Short task: Find each line in the listing below that contains the word "black" and copy those lines out. Case counts, so capital and small letters must match.

(Extracted data entries)
(begin)
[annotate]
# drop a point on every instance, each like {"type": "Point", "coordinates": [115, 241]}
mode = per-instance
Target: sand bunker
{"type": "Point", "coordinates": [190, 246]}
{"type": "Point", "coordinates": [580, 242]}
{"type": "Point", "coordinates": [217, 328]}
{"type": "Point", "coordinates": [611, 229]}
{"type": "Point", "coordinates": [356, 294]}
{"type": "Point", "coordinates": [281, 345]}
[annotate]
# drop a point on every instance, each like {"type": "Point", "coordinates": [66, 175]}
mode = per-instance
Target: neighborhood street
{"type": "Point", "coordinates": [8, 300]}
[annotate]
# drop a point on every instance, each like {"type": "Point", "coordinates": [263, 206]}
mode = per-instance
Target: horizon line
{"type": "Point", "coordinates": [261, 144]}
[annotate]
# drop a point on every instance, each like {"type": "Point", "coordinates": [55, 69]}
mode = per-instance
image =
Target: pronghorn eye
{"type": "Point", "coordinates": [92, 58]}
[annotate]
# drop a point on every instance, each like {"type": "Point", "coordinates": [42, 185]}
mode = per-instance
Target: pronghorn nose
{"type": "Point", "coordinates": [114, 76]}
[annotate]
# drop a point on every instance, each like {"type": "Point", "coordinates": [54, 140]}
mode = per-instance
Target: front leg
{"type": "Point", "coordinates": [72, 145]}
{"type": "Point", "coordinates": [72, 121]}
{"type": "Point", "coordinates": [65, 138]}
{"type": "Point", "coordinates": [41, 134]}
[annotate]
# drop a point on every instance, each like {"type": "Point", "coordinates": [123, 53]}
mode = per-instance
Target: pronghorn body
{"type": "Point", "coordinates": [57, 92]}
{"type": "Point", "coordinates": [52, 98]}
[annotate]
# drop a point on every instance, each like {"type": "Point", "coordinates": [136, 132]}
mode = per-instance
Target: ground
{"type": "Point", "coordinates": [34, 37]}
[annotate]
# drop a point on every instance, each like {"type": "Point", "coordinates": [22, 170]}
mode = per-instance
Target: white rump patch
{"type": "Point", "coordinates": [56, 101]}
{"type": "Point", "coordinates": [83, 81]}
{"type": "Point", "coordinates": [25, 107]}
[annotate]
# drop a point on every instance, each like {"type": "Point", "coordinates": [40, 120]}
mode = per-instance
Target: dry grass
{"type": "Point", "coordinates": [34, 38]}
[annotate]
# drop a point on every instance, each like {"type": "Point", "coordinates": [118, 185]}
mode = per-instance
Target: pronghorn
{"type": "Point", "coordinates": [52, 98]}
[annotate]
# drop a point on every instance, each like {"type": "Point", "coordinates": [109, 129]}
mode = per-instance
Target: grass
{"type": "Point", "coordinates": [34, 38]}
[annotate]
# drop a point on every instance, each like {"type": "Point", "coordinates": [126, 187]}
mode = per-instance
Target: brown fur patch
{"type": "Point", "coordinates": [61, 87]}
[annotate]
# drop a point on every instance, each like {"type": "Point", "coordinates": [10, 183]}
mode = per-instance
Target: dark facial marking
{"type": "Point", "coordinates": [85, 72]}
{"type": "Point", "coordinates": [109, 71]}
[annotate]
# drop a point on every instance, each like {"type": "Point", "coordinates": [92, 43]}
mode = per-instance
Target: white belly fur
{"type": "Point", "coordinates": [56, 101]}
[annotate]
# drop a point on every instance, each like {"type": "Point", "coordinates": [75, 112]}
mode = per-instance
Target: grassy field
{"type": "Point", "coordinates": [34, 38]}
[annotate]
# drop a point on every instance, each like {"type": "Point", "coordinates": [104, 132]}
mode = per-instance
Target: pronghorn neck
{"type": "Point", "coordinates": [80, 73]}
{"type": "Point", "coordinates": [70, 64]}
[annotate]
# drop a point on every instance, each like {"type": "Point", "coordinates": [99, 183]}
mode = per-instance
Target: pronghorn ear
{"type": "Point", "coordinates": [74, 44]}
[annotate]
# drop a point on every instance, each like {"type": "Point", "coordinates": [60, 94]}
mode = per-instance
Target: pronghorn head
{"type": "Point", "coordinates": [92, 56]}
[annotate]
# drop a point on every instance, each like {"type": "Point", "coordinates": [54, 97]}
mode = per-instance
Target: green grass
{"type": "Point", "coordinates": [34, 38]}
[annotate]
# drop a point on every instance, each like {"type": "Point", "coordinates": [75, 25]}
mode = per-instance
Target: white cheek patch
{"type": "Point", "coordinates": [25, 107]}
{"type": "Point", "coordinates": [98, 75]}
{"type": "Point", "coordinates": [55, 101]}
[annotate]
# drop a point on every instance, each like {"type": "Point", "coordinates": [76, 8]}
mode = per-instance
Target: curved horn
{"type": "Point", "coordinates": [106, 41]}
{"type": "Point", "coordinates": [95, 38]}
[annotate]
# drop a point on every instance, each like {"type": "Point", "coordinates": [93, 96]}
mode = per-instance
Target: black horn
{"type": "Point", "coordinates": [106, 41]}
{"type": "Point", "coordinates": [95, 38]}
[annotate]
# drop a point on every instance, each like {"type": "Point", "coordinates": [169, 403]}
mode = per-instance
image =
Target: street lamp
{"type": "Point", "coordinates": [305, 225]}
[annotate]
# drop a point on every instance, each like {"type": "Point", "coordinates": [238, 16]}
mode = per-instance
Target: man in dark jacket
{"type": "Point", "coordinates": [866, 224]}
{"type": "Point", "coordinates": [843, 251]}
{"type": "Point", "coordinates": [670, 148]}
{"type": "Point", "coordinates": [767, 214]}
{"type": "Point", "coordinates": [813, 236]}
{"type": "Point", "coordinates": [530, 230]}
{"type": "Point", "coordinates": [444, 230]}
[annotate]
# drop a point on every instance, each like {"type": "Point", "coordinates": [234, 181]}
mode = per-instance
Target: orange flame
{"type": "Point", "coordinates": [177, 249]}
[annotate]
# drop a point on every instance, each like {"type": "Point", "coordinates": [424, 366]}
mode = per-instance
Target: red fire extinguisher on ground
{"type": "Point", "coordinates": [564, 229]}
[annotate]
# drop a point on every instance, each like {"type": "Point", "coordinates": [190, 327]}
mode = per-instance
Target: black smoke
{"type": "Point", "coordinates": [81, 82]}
(end)
Reply to the exercise:
Target: black horn
Target: black smoke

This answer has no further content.